Source material:
┏━━

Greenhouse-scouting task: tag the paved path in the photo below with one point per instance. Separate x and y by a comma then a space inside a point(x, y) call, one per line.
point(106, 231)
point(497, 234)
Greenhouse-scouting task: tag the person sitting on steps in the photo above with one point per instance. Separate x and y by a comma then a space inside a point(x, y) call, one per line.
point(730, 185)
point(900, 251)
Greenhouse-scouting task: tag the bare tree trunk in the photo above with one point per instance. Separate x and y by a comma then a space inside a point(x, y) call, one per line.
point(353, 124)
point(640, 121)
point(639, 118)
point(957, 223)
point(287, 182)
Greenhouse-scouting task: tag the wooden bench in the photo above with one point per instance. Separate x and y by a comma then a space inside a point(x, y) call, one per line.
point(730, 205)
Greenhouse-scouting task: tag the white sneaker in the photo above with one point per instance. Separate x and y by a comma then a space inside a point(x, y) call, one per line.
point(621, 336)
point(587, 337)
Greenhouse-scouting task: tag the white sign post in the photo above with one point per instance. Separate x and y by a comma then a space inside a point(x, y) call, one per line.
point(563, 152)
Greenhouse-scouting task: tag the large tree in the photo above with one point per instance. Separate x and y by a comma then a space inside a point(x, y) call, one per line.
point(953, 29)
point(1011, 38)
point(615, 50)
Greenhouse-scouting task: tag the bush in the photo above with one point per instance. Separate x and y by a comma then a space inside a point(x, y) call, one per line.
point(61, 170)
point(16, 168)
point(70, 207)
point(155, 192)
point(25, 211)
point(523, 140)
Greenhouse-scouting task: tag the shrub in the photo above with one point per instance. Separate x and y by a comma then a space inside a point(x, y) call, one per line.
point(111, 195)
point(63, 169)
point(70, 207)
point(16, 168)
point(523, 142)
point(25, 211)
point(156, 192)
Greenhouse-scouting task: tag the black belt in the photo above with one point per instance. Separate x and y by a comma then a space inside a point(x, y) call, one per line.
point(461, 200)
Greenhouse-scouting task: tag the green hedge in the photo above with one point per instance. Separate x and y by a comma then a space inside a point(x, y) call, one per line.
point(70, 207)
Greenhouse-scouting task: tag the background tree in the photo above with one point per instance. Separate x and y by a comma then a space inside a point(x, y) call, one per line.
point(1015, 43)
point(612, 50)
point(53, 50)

┗━━

TASK OBJECTIVE:
Can you reproduce every line of the material above without changing a single character?

ANSWER TO THE EXERCISE:
Greenhouse-scouting task: tag the paved path in the photo below with one point per instance. Separate x and y by a comma then a space inside a point(x, y) call, one per line.
point(106, 231)
point(497, 234)
Greenhouse-scouting task: tag the person sitting on steps in the photo above with one point per instance. Separate x and y by a comma then a space inside a point(x, y) call, one per line.
point(730, 185)
point(900, 251)
Greenhouse-scouting task: tag the bare tree trunk in the photo above with one point per instance. Separate x and y by a comma then a space inside a point(x, y) call, one per line.
point(353, 124)
point(640, 121)
point(639, 118)
point(957, 223)
point(287, 182)
Greenhouse-scouting task: tag the wooden bench in the photo above with one point per instance. Separate x and y by a comma then a space inside a point(x, y) call, one per line.
point(730, 205)
Greenhouse-scouting task: tag the white sneaker in the photo above with one point per instance. Separate x and y by a comma then a space inside a point(x, y) call, one per line.
point(621, 336)
point(587, 337)
Greenhouse-scouting task: tag the white sign post in the photo above with one point per instance. Separate x and y by a comma then a space inside a point(x, y) call, one per line.
point(563, 152)
Greenhouse-scouting task: tag the large tree in the photo above with one point per instance. Separate x and y by a comma then a space inside a point(x, y) call, one per line.
point(953, 29)
point(1011, 38)
point(615, 50)
Greenhouse-scouting task: tag the bush in the photo above with one point per instance. Separate x and y by a comma then a space inside a point(x, y) call, one per line.
point(61, 170)
point(16, 168)
point(70, 207)
point(155, 192)
point(25, 211)
point(523, 140)
Greenhouse-scouting task: tag the shrub in the photo above with one point per instance. Separate x and y by a comma then a space inside a point(x, y) call, one per line.
point(111, 195)
point(63, 169)
point(70, 207)
point(16, 168)
point(523, 142)
point(25, 211)
point(156, 192)
Greenhouse-scouting task: tag the black belt in the photo above with one point per instance. Separate x and y by a comma then a space inside a point(x, y) call, one per line.
point(461, 200)
Greenhouse-scouting task: tag the green hedge in the photo above with one point per instance. Separate x and y by a comma then a space inside a point(x, y) call, one per line.
point(70, 207)
Greenhouse-scouting task: tag the background tree in the photo above with one point per instance. Separate x and y by a comma then a space inside a point(x, y) call, one per line.
point(1015, 43)
point(612, 50)
point(53, 50)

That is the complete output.